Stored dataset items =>
┄┄┄┄┄┄┄┄┄┄┄┄┄┄┄┄┄┄┄┄

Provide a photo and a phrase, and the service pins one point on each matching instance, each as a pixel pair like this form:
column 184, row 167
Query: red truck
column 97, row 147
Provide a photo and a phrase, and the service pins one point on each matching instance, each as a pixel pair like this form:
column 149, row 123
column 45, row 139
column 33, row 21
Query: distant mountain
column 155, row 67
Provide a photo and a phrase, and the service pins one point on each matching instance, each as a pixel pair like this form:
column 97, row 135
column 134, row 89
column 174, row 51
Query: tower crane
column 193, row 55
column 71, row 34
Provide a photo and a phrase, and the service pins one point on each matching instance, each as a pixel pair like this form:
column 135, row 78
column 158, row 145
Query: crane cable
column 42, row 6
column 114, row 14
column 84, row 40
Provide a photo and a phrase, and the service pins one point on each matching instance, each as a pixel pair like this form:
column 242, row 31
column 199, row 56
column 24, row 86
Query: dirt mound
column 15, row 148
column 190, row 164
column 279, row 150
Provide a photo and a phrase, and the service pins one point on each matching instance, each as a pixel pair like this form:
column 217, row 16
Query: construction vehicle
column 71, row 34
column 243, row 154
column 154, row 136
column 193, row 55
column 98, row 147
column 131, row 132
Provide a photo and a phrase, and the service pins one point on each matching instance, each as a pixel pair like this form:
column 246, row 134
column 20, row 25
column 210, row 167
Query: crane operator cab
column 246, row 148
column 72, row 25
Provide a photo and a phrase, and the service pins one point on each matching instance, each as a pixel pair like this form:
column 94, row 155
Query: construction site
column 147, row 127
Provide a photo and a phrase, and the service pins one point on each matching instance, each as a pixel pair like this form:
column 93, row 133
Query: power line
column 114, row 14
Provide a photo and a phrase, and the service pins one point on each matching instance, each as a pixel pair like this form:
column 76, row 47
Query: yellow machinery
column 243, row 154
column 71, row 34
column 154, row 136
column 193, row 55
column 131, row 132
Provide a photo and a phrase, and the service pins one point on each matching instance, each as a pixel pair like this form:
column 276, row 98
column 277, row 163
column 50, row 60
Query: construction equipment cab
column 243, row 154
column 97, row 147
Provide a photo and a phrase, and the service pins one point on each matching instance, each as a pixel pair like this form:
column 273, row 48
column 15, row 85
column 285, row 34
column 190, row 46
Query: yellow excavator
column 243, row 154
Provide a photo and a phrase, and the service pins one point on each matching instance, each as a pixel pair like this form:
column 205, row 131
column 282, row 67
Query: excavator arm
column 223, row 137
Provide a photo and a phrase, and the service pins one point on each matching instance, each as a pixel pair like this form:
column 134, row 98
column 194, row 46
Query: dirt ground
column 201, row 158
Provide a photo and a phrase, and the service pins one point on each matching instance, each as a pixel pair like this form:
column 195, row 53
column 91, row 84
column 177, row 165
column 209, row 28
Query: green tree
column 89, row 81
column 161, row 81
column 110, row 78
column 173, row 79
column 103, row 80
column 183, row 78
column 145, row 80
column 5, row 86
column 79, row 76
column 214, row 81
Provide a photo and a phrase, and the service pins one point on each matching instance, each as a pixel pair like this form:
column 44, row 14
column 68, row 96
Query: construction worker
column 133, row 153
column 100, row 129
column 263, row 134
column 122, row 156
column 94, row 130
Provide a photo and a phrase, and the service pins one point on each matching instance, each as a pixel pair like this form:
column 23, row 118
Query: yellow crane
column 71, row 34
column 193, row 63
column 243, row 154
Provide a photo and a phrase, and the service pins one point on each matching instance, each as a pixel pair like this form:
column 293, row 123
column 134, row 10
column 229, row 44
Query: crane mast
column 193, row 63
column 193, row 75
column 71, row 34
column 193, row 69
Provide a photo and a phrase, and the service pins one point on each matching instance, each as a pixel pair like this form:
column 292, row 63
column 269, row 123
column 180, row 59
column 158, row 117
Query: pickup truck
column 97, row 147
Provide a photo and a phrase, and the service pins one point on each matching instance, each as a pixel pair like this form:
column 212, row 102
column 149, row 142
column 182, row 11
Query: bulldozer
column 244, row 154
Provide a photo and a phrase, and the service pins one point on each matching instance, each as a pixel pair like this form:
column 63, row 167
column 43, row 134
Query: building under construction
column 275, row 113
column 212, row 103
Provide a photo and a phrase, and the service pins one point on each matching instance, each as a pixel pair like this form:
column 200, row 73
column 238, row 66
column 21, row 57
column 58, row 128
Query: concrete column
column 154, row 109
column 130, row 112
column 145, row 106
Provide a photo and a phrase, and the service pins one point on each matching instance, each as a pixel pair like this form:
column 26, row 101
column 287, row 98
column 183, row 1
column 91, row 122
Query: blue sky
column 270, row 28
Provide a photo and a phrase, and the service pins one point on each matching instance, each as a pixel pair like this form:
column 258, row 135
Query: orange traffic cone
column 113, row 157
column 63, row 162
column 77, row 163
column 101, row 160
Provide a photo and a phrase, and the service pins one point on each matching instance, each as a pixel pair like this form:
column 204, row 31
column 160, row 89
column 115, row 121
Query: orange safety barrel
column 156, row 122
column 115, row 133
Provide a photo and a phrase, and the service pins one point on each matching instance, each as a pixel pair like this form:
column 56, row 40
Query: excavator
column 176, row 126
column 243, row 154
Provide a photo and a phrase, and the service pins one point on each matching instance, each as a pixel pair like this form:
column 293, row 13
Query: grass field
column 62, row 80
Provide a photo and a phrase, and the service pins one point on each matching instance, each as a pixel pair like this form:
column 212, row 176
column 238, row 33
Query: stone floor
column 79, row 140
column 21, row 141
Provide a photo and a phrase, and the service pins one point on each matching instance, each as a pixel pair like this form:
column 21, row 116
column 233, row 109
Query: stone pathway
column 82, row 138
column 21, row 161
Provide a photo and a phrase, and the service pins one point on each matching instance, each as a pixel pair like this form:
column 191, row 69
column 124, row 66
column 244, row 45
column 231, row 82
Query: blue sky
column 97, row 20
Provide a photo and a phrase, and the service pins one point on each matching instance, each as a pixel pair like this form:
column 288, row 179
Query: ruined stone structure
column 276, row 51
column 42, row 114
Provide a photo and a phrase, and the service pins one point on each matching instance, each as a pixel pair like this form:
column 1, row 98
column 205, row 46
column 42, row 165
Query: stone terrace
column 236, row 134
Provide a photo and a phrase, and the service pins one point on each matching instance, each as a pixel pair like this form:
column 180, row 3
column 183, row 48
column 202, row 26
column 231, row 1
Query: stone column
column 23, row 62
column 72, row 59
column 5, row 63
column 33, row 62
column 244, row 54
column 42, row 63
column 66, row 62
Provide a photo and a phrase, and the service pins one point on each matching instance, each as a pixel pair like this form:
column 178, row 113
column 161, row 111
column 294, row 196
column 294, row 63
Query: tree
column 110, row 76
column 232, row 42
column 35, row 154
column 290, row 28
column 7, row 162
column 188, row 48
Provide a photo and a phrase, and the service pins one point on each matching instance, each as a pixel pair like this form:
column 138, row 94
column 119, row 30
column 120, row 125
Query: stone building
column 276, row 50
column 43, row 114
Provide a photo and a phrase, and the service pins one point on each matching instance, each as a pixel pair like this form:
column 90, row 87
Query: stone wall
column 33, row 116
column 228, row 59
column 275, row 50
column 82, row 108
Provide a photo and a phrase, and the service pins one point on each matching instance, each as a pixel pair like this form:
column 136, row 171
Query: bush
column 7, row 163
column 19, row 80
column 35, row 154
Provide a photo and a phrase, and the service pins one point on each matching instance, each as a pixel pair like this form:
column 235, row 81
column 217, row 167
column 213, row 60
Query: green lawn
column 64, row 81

┄┄┄┄┄┄┄┄┄┄┄┄┄┄┄┄┄┄┄┄

Goal of the exercise => All of the records need to be returned exactly as they are.

Exercise output =>
Provide a photo and a phrase, and the service pins one point on each matching instance, each as a pixel pair like this form:
column 184, row 167
Query: red truck
column 97, row 147
Provide a photo and a phrase, and the service pins one point on each matching instance, each as a pixel pair like this form:
column 149, row 123
column 45, row 139
column 33, row 21
Query: distant mountain
column 155, row 67
Provide a photo and a phrase, and the service pins one point on each matching instance, each as a pixel pair like this form:
column 97, row 135
column 134, row 89
column 174, row 51
Query: tower crane
column 193, row 55
column 71, row 34
Provide a photo and a phrase, and the service pins one point on each matching instance, each as a pixel pair like this form:
column 135, row 78
column 158, row 145
Query: crane cable
column 42, row 6
column 114, row 14
column 84, row 40
Provide a photo and a phrase, and the service pins one point on each matching instance, each as a pixel pair like this form:
column 242, row 31
column 199, row 56
column 24, row 86
Query: dirt mound
column 15, row 148
column 190, row 164
column 279, row 150
Provide a photo and a phrase, and the service pins one point on each matching instance, each as a pixel pair like this form:
column 217, row 16
Query: construction vehicle
column 71, row 34
column 243, row 154
column 154, row 136
column 193, row 55
column 98, row 147
column 131, row 132
Provide a photo and a phrase, and the service pins one point on each matching instance, each as a pixel pair like this form:
column 246, row 134
column 20, row 25
column 210, row 167
Query: crane operator cab
column 246, row 148
column 72, row 25
Provide a photo and a phrase, and the service pins one point on each matching instance, each as a pixel pair like this form:
column 94, row 155
Query: construction site
column 147, row 127
Provide a photo and a phrase, and the service pins one point on each matching instance, each as a pixel pair like this form:
column 93, row 133
Query: power line
column 114, row 14
Provide a photo and a phrase, and the service pins one point on each matching instance, each as a pixel pair like this form:
column 76, row 47
Query: yellow machinery
column 243, row 154
column 71, row 34
column 154, row 136
column 193, row 55
column 131, row 132
Provide a photo and a phrase, and the service pins one point on each matching instance, each as a pixel pair like this form:
column 276, row 98
column 277, row 163
column 50, row 60
Query: construction equipment cab
column 243, row 154
column 97, row 147
Provide a photo and a phrase, and the service pins one point on each matching instance, each as a pixel pair like this form:
column 273, row 48
column 15, row 85
column 285, row 34
column 190, row 46
Query: yellow excavator
column 243, row 154
Provide a photo and a phrase, and the service pins one point on each matching instance, each as a pixel pair like this form:
column 205, row 131
column 282, row 67
Query: excavator arm
column 223, row 137
Provide a photo and a phrase, and the service pins one point on each matching instance, each as a pixel pair like this form:
column 134, row 98
column 194, row 46
Query: dirt ground
column 201, row 158
Provide a photo and a phrase, and the service pins one point on each matching instance, each as a pixel pair like this form:
column 195, row 53
column 91, row 84
column 177, row 165
column 209, row 28
Query: green tree
column 89, row 81
column 161, row 81
column 110, row 78
column 173, row 79
column 103, row 80
column 183, row 78
column 145, row 80
column 5, row 86
column 79, row 76
column 214, row 81
Provide a photo and a phrase, and the service pins one point on each matching instance, each as a pixel pair like this form:
column 44, row 14
column 68, row 96
Query: construction worker
column 133, row 153
column 100, row 129
column 263, row 134
column 122, row 156
column 94, row 130
Provide a photo and a phrase, and the service pins one point on each matching instance, each as a pixel pair like this form:
column 23, row 118
Query: yellow crane
column 71, row 34
column 193, row 63
column 243, row 154
Provide a photo and a phrase, and the service pins one point on each matching instance, each as a pixel pair like this form:
column 293, row 123
column 134, row 10
column 229, row 44
Query: crane mast
column 193, row 63
column 193, row 75
column 71, row 34
column 193, row 69
Provide a photo and a phrase, and the service pins one point on each matching instance, each as a pixel pair like this form:
column 292, row 63
column 269, row 123
column 180, row 59
column 158, row 117
Query: pickup truck
column 97, row 147
Provide a photo and a phrase, and the service pins one point on each matching instance, each as a pixel pair like this form:
column 212, row 102
column 149, row 142
column 182, row 11
Query: bulldozer
column 244, row 154
Provide a photo and a phrase, and the service pins one point on each matching instance, each as a pixel pair like this form:
column 63, row 167
column 43, row 134
Query: building under construction
column 275, row 113
column 212, row 103
Provide a photo and a phrase, and the service pins one point on each matching instance, each as a pixel pair like this form:
column 200, row 73
column 238, row 66
column 21, row 57
column 58, row 128
Query: concrete column
column 154, row 109
column 130, row 112
column 145, row 106
Provide a photo and a phrase, and the service pins one point on each matching instance, each as a pixel pair like this form:
column 26, row 101
column 287, row 98
column 183, row 1
column 91, row 122
Query: blue sky
column 270, row 28
Provide a photo and a phrase, and the service pins one point on each matching instance, each as a pixel pair like this form:
column 258, row 135
Query: orange traffic cone
column 113, row 157
column 63, row 162
column 77, row 163
column 101, row 160
Provide a photo and a phrase, and the service pins one point on each matching instance, each as a pixel pair like this form:
column 204, row 31
column 160, row 89
column 115, row 121
Query: orange safety barrel
column 156, row 122
column 115, row 133
Provide a photo and a phrase, and the service pins one point on each matching instance, each as a pixel pair like this form:
column 56, row 40
Query: excavator
column 176, row 126
column 243, row 154
Provide a photo and a phrase, and the service pins one point on each matching instance, each as a pixel pair like this form:
column 293, row 13
Query: grass field
column 62, row 80
Provide a photo and a phrase, and the service pins one point on each matching instance, each as a pixel pair like this form:
column 212, row 176
column 238, row 33
Query: stone floor
column 79, row 140
column 21, row 141
Provide a photo and a phrase, and the service pins one point on each matching instance, each as a pixel pair like this form:
column 21, row 116
column 233, row 109
Query: stone pathway
column 82, row 138
column 21, row 161
Provide a photo and a phrase, and the service pins one point on each matching instance, each as a pixel pair like this form:
column 191, row 69
column 124, row 66
column 244, row 45
column 231, row 82
Query: blue sky
column 97, row 20
Provide a photo and a phrase, and the service pins one point on each matching instance, each as a pixel pair like this form:
column 288, row 179
Query: ruined stone structure
column 276, row 51
column 42, row 114
Provide a photo and a phrase, and the service pins one point on each matching instance, each as a pixel pair like this form:
column 1, row 98
column 205, row 46
column 42, row 165
Query: stone terrace
column 236, row 134
Provide a photo and a phrase, and the service pins one point on each matching instance, each as a pixel pair like this form:
column 180, row 3
column 183, row 48
column 202, row 26
column 231, row 1
Query: stone column
column 23, row 62
column 72, row 59
column 5, row 63
column 33, row 62
column 244, row 54
column 42, row 63
column 66, row 62
Provide a photo and a phrase, and the service pins one point on each matching instance, each as a pixel pair like this form:
column 178, row 113
column 161, row 111
column 294, row 196
column 294, row 63
Query: tree
column 110, row 76
column 232, row 42
column 35, row 154
column 290, row 28
column 7, row 162
column 188, row 48
Provide a photo and a phrase, and the service pins one point on each matching instance, each as a pixel pair like this form:
column 138, row 94
column 119, row 30
column 120, row 125
Query: stone building
column 276, row 50
column 43, row 114
Provide a photo and a phrase, and the service pins one point on each matching instance, each as a pixel pair like this form:
column 90, row 87
Query: stone wall
column 33, row 116
column 228, row 59
column 275, row 50
column 82, row 108
Provide a photo and a phrase, and the service pins one point on each matching instance, each as a pixel pair like this form:
column 136, row 171
Query: bush
column 7, row 163
column 19, row 80
column 35, row 154
Provide a photo and a phrase, and the service pins one point on each matching instance, each as a pixel pair like this form:
column 235, row 81
column 217, row 167
column 213, row 60
Query: green lawn
column 64, row 81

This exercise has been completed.